▶ Texte fourni
──────────

Les légions du crépuscule se sont levées

lundi 7 juillet 2014
par  LieuxCommuns

Textes extraits du bulletin de G.Fargette « Le crépuscule du XXe siècle », n°13, mars 2005.

Les légions du crépuscule se sont levées

Les événements importants sont repérables à un effet caractéristique : ils induisent des divisions nouvelles, jugées jusque-là impensables, qui s’étendent ensuite par vagues concentriques dans le champ historique et social, jusqu’à le rendre méconnaissable. Le 11 septembre 2001 est de cette nature, qui se révèle peu à peu dans sa complexité.

L’opération d’Afghanistan en 2001 s’est accompagnée d’un réalignement stratégique dans toute l’Asie centrale, puis l’invasion militaire de l’Irak en 2003 a bouleversé la situation du Proche-Orient. Mais l’événement agit davantage encore par ses potentialités : de nouveaux attentats importants auront lieu, qui viendront sans cesse perturber de manière décisive les lignes de force internes aux sociétés occidentales.

──────────

▶ Données fournies

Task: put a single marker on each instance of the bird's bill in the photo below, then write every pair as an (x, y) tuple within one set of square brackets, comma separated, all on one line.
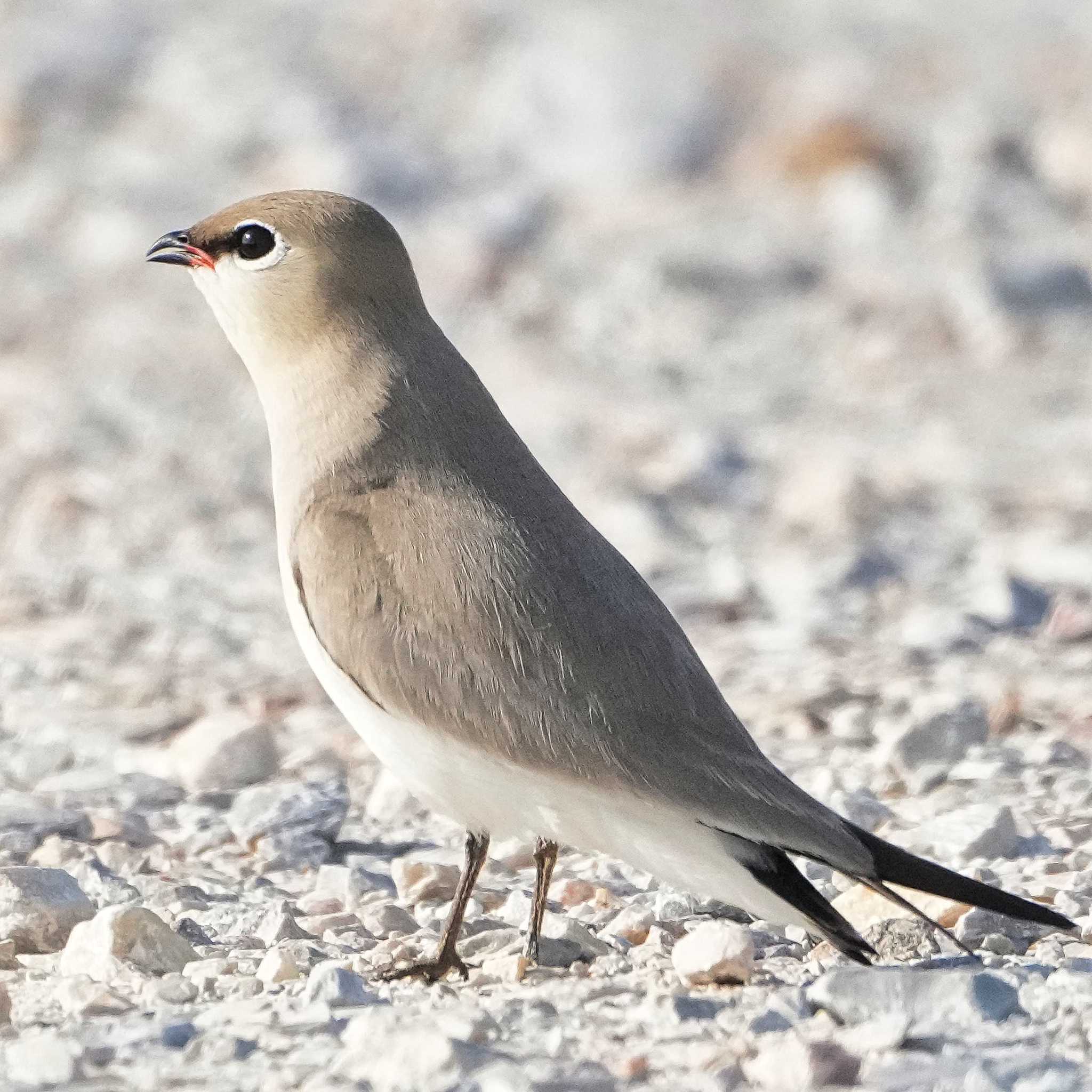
[(174, 249)]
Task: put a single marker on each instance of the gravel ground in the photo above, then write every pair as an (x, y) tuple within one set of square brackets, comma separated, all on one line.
[(792, 299)]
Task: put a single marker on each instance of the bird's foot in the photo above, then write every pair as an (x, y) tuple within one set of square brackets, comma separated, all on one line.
[(531, 951), (430, 970)]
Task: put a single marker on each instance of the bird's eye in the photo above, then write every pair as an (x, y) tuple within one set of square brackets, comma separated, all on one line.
[(254, 242)]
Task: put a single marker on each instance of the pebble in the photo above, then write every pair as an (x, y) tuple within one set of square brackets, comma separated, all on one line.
[(714, 952), (121, 938), (8, 960), (976, 830), (788, 1064), (174, 989), (39, 908), (293, 817), (41, 1061), (631, 924), (925, 752), (384, 919), (278, 966), (175, 1037), (223, 751), (280, 924), (338, 987), (863, 908), (419, 880), (80, 996), (930, 1000)]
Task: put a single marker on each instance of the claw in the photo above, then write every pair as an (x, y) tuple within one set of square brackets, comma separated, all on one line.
[(430, 970)]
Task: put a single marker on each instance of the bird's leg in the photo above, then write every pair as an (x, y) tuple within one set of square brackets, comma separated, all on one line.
[(446, 958), (545, 857)]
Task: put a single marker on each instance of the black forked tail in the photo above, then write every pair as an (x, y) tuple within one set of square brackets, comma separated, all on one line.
[(899, 866), (775, 871)]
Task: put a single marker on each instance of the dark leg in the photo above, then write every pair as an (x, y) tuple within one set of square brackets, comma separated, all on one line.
[(446, 958), (545, 857)]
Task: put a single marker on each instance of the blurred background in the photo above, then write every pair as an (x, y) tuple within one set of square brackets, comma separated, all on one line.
[(793, 299)]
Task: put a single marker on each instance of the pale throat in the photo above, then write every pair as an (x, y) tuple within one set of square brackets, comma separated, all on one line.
[(322, 398)]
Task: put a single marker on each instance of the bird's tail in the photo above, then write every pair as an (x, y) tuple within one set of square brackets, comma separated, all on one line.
[(895, 865)]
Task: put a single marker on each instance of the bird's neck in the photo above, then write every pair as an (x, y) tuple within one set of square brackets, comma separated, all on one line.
[(318, 412)]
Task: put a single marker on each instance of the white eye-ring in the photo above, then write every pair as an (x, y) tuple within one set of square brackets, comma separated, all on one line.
[(257, 246)]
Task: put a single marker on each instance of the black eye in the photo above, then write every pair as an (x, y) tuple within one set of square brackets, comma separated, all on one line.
[(253, 240)]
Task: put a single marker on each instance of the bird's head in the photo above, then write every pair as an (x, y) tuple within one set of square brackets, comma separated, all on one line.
[(290, 274)]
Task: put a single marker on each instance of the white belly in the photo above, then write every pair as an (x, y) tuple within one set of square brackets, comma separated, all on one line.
[(496, 798)]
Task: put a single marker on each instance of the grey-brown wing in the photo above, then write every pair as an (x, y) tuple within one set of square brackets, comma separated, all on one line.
[(556, 656)]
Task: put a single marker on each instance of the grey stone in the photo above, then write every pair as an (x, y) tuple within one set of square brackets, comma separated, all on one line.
[(714, 952), (39, 908), (902, 940), (382, 919), (338, 987), (41, 1059), (976, 924), (224, 751), (177, 1035), (932, 1000), (926, 751), (280, 924)]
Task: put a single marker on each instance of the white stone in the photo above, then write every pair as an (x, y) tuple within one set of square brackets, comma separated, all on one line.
[(39, 906), (714, 952), (513, 853), (382, 919), (929, 999), (122, 938), (862, 906), (226, 749), (82, 997), (280, 924), (41, 1059), (977, 830), (419, 880), (278, 966), (631, 925), (789, 1064)]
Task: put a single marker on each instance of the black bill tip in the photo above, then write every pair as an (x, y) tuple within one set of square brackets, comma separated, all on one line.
[(175, 249)]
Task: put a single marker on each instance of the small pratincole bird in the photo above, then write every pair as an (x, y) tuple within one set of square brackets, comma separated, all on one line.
[(491, 647)]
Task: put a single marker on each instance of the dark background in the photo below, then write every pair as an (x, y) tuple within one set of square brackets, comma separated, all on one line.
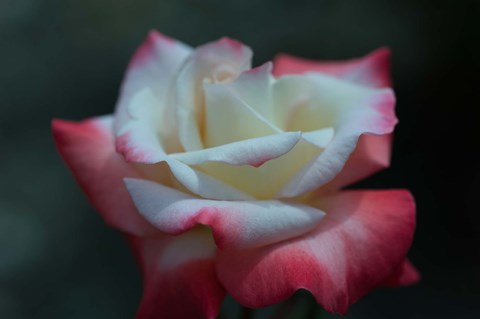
[(66, 59)]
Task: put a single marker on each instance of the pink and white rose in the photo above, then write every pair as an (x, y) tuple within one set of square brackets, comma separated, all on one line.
[(228, 179)]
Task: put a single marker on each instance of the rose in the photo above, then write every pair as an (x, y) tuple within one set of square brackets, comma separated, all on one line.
[(200, 139)]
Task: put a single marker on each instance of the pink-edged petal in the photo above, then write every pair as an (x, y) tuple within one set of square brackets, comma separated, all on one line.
[(138, 140), (406, 275), (350, 110), (214, 62), (142, 120), (179, 276), (358, 245), (235, 224), (371, 70), (372, 154), (253, 152), (87, 147)]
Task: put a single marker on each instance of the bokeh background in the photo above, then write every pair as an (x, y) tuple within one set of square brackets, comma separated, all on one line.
[(66, 59)]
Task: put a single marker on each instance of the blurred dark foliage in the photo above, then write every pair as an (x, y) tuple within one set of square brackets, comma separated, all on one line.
[(66, 59)]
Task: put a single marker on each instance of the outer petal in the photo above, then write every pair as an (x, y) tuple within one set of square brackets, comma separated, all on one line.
[(371, 70), (142, 119), (238, 224), (372, 154), (218, 61), (179, 276), (358, 245), (350, 109), (406, 275), (88, 149)]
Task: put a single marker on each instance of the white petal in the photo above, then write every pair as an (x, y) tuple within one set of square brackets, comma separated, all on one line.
[(241, 224), (222, 60), (350, 109), (254, 152), (202, 184), (152, 69)]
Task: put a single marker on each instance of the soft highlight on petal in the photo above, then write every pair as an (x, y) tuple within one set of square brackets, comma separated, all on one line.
[(361, 241), (254, 152), (87, 147), (235, 224), (218, 61), (142, 119), (350, 109), (179, 276), (371, 70)]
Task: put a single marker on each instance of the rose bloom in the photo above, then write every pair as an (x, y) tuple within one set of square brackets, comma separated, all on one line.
[(228, 179)]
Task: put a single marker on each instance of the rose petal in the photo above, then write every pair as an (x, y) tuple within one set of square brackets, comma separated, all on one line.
[(142, 122), (88, 149), (204, 185), (254, 152), (371, 155), (406, 275), (327, 102), (371, 70), (217, 61), (229, 118), (179, 276), (254, 87), (235, 224), (364, 236)]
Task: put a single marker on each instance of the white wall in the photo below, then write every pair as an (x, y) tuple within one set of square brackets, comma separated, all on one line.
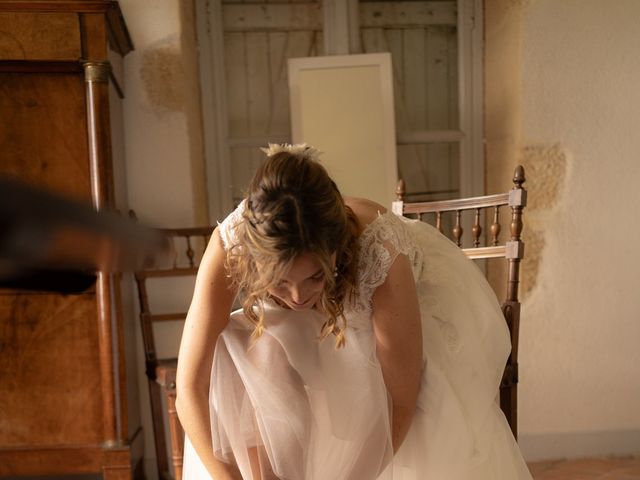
[(163, 147), (580, 354)]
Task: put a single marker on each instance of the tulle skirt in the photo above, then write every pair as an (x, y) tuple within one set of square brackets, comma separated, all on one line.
[(294, 407)]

──────────

▶ Exercices à faire
1. Recopiez mot pour mot un passage du texte sur les suites du 11 septembre 2001. Commencez aux mots « Les événements importants » et arrêtez-vous après « aux sociétés occidentales. ».
2. Indiquez si chacune des affirmations suivantes concorde avec le texte sur les suites du 11 septembre 2001, en répondant par oui ou par non et en citant exactement les mots du texte qui tranchent. (a) L'invasion militaire de l'Irak a eu lieu en 2003. (b) L'opération d'Afghanistan s'est déroulée en 2005. (c) Les événements importants font disparaître les divisions existantes.

▶ Réponses par exercice
1.
Les événements importants sont repérables à un effet caractéristique : ils induisent des divisions nouvelles, jugées jusque-là impensables, qui s’étendent ensuite par vagues concentriques dans le champ historique et social, jusqu’à le rendre méconnaissable. Le 11 septembre 2001 est de cette nature, qui se révèle peu à peu dans sa complexité.

L’opération d’Afghanistan en 2001 s’est accompagnée d’un réalignement stratégique dans toute l’Asie centrale, puis l’invasion militaire de l’Irak en 2003 a bouleversé la situation du Proche-Orient. Mais l’événement agit davantage encore par ses potentialités : de nouveaux attentats importants auront lieu, qui viendront sans cesse perturber de manière décisive les lignes de force internes aux sociétés occidentales.

2.
(a) Oui : « puis l’invasion militaire de l’Irak en 2003 a bouleversé la situation du Proche-Orient ».
(b) Non : « L’opération d’Afghanistan en 2001 ».
(c) Non : « ils induisent des divisions nouvelles, jugées jusque-là impensables ».